_Extracted information_:
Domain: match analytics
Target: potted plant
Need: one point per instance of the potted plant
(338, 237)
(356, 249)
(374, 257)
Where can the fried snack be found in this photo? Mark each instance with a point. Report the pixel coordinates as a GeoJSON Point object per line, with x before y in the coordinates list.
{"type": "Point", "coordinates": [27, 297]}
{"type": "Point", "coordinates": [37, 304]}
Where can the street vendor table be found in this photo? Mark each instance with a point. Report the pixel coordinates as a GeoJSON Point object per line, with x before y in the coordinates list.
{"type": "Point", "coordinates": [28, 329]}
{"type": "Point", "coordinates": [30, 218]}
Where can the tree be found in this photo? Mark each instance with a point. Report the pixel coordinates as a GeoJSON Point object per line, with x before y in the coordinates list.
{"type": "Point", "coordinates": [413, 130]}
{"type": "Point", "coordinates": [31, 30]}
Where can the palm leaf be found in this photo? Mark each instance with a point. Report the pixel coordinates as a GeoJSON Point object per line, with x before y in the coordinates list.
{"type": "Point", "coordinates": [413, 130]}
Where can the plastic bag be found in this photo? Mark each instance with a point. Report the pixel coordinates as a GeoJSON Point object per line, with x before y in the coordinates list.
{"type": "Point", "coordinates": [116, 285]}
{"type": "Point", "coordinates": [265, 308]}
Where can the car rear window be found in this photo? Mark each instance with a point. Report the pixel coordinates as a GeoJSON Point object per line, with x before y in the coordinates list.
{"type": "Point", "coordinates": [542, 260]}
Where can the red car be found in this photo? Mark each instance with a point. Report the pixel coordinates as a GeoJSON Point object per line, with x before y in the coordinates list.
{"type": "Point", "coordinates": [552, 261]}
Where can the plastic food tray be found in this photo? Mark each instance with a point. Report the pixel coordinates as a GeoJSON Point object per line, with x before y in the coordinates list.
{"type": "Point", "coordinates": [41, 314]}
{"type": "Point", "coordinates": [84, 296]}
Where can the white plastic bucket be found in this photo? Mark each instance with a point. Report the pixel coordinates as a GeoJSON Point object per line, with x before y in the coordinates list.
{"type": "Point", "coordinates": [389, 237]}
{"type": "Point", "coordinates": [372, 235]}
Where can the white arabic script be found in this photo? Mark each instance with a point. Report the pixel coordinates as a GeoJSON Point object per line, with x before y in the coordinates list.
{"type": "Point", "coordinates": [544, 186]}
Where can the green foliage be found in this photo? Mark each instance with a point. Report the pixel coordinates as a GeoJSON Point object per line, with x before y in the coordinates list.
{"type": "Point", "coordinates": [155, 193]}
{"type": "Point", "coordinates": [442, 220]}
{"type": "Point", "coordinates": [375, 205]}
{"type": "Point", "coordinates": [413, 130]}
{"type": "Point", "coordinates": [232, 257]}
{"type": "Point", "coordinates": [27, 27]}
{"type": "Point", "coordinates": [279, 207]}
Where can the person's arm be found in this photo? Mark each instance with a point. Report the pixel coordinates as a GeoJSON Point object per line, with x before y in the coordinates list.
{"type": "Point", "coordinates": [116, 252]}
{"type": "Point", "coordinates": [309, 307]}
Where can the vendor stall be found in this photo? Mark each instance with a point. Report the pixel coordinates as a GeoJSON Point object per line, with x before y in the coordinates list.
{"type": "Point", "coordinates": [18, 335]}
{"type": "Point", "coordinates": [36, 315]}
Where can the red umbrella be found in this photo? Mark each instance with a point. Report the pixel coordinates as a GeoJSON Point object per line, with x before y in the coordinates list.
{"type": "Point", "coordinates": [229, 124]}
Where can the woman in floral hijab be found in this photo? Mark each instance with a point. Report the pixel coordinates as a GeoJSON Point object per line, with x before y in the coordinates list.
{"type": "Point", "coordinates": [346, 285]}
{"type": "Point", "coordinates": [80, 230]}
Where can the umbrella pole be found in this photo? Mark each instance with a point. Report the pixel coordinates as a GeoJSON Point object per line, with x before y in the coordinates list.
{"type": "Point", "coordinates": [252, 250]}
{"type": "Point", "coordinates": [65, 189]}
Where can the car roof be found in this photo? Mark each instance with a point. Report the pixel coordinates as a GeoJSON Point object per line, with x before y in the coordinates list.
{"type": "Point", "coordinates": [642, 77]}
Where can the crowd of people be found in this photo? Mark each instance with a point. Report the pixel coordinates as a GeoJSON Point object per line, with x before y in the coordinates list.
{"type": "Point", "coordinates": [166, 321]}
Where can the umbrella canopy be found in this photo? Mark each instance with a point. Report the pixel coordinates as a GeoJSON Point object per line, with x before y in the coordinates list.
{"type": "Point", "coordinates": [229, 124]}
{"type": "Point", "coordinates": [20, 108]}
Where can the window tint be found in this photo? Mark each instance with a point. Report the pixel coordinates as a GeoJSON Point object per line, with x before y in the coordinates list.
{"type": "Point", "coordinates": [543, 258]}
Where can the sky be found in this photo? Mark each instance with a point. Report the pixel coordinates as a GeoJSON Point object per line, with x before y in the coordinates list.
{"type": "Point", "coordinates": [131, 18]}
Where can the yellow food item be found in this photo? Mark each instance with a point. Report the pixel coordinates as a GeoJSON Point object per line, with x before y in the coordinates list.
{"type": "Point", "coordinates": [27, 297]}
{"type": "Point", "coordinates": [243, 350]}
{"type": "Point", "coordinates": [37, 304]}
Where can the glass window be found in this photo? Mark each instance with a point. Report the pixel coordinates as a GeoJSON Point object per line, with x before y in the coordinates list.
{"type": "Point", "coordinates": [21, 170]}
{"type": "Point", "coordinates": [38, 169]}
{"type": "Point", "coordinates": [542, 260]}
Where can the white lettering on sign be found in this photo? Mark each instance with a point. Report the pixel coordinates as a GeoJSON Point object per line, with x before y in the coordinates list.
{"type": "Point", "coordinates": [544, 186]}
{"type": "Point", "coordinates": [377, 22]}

_Aim of the task_: From the first line through the last, give the data above again exactly.

_The answer_:
Domain: match analytics
Target: potted plant
Need: one point per instance of the potted plant
(338, 237)
(356, 249)
(374, 257)
Where can the fried snack be found in this photo? Mark each instance with a point. Report the pixel coordinates as a GeoJSON Point object per line, with x before y in the coordinates list.
{"type": "Point", "coordinates": [27, 297]}
{"type": "Point", "coordinates": [37, 304]}
Where can the street vendor table be found in this photo? Mark each instance with a point. Report the pixel coordinates as a GeoJSON Point object per line, with x before y in the coordinates list.
{"type": "Point", "coordinates": [28, 329]}
{"type": "Point", "coordinates": [30, 218]}
Where can the tree be found in this photo? Mark each instance with a point. Report the pixel coordinates as a GeoJSON Point object per line, with x before y in the coordinates list.
{"type": "Point", "coordinates": [413, 130]}
{"type": "Point", "coordinates": [31, 30]}
Where can the palm leaf be found in this photo? Mark each instance with a point. Report the pixel coordinates as a GeoJSON Point object per line, with x before y in the coordinates list.
{"type": "Point", "coordinates": [413, 130]}
Where can the plastic bag be found in this photo? Mark each instance with a point. Report the pixel coordinates as a GeoJSON Point object per line, with x before y in the coordinates list.
{"type": "Point", "coordinates": [116, 285]}
{"type": "Point", "coordinates": [265, 308]}
Where can the car rear window be found in this photo? Mark each instance with a point. Report the pixel coordinates as a GeoJSON Point object per line, with x before y in the coordinates list.
{"type": "Point", "coordinates": [542, 260]}
Where can the red car be found in this photo? Mark each instance with a point. Report the pixel coordinates as a GeoJSON Point object per line, with x before y in the coordinates list.
{"type": "Point", "coordinates": [552, 261]}
Where can the plastic food tray be found in this photo? Mark each instance with a point. Report the pixel coordinates as a GeoJSON Point object per line, with x before y in the coordinates list.
{"type": "Point", "coordinates": [41, 314]}
{"type": "Point", "coordinates": [84, 296]}
Where can the white plastic bucket be found in this photo? Mark each instance with a point. Report the pixel coordinates as a GeoJSON Point object per line, with x before y in the coordinates list.
{"type": "Point", "coordinates": [389, 237]}
{"type": "Point", "coordinates": [372, 235]}
Where can the white arabic script be found in this photo? Mark each instance with a point. Report the pixel coordinates as a GeoJSON Point object per line, with x before y in the coordinates list.
{"type": "Point", "coordinates": [544, 186]}
Where can the green foliage be found in this photo? Mark each instance with a point. Report the pixel coordinates as a GeoJSON Point object per line, with x before y in the coordinates list.
{"type": "Point", "coordinates": [155, 193]}
{"type": "Point", "coordinates": [442, 220]}
{"type": "Point", "coordinates": [375, 205]}
{"type": "Point", "coordinates": [413, 130]}
{"type": "Point", "coordinates": [232, 257]}
{"type": "Point", "coordinates": [27, 27]}
{"type": "Point", "coordinates": [279, 207]}
Where can the person's arm be found in this photo? Mark each instance with a point. Report the pixel coordinates as a GeoJSON Point object per line, with x before y in the coordinates list.
{"type": "Point", "coordinates": [116, 252]}
{"type": "Point", "coordinates": [309, 307]}
Where can the vendor stall be found in this photo? Mark each instance with a point. Report the pixel coordinates as a GeoJSON Point object per line, with x before y in the coordinates list.
{"type": "Point", "coordinates": [18, 335]}
{"type": "Point", "coordinates": [36, 315]}
Where can the red umbrella be found in this photo? Mark each instance with a point. Report the pixel coordinates as a GeoJSON Point object per line, with x before y in the coordinates list.
{"type": "Point", "coordinates": [229, 124]}
Where can the woman in floral hijab be found in this photo? Mark each instance with a point. Report the pixel coordinates as a GeoJSON Point object per line, with x before y in the coordinates list.
{"type": "Point", "coordinates": [346, 285]}
{"type": "Point", "coordinates": [80, 230]}
Where can the umbrella pole be found in this photo? Mark each instance with a point. Report the pixel coordinates as a GeoJSON Point object per line, with x before y in the coordinates list.
{"type": "Point", "coordinates": [252, 250]}
{"type": "Point", "coordinates": [65, 189]}
Where can the car roof be found in this photo? Mark each instance with a point. Report the pixel coordinates as a GeoJSON Point object per line, with x before y in the coordinates list.
{"type": "Point", "coordinates": [642, 77]}
Where can the crowd of people be found in this photo? Mark each instance with a point. Report the pixel coordinates as a GeoJSON Point object per line, with x before y in the coordinates list.
{"type": "Point", "coordinates": [166, 321]}
Where can the umbrella canopy be found in this photo? Mark each instance with a point. Report the pixel coordinates as a GeoJSON Point object per line, with x before y in the coordinates list.
{"type": "Point", "coordinates": [229, 124]}
{"type": "Point", "coordinates": [20, 108]}
Where can the window tint be found in this photo? Mark each instance with a point. Report the pixel coordinates as a GeoJSON Point object per line, with x before y in the coordinates list.
{"type": "Point", "coordinates": [543, 258]}
Where can the sky be found in this photo? Mark each instance with a point. Report the pixel coordinates as a GeoJSON Point object per line, with x before y in the coordinates list.
{"type": "Point", "coordinates": [131, 18]}
Where can the yellow food item be found in this photo? Mark each instance with a point. Report the pixel coordinates as a GeoJSON Point object per line, with x before y in the coordinates list.
{"type": "Point", "coordinates": [27, 297]}
{"type": "Point", "coordinates": [243, 350]}
{"type": "Point", "coordinates": [37, 304]}
Where can the glass window be found in this photo? Mark each instance with a point. Report the pixel coordinates as a GeoJSON Point object per line, with x before y in the coordinates list.
{"type": "Point", "coordinates": [21, 170]}
{"type": "Point", "coordinates": [38, 169]}
{"type": "Point", "coordinates": [542, 260]}
Where can the white lettering on sign be found in this photo? Mark each instance with a point. Report the pixel coordinates as a GeoJSON Point object per line, with x before y in the coordinates list.
{"type": "Point", "coordinates": [544, 186]}
{"type": "Point", "coordinates": [377, 22]}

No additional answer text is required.